[[ Data to process open ]]

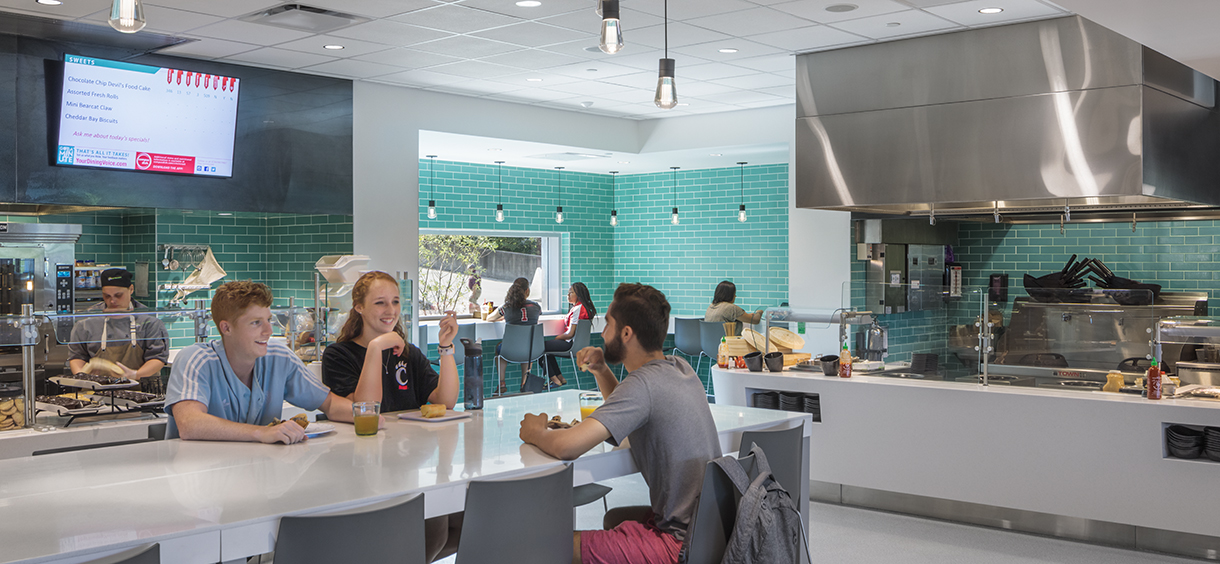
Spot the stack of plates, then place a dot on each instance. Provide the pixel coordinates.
(813, 405)
(1212, 443)
(766, 399)
(792, 402)
(1185, 442)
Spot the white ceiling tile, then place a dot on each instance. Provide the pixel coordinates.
(209, 49)
(466, 47)
(475, 70)
(769, 64)
(910, 22)
(456, 18)
(815, 10)
(749, 22)
(353, 68)
(549, 7)
(247, 32)
(279, 57)
(532, 59)
(808, 38)
(68, 10)
(218, 7)
(710, 51)
(680, 34)
(372, 7)
(709, 71)
(966, 14)
(391, 33)
(419, 78)
(408, 57)
(594, 70)
(754, 82)
(316, 44)
(533, 34)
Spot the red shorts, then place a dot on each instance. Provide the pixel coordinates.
(631, 542)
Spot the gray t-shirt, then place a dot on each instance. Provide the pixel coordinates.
(724, 311)
(663, 409)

[[ Data to process closed ]]

> _Requirement_
Copy, exactly and with nothing added, the lines from the one containing "Spot the gray" through the end of the records.

> _Solution for this problem_
Spot the gray t-shirt, then place a dot on each instance. Provide the pixel coordinates.
(724, 311)
(663, 409)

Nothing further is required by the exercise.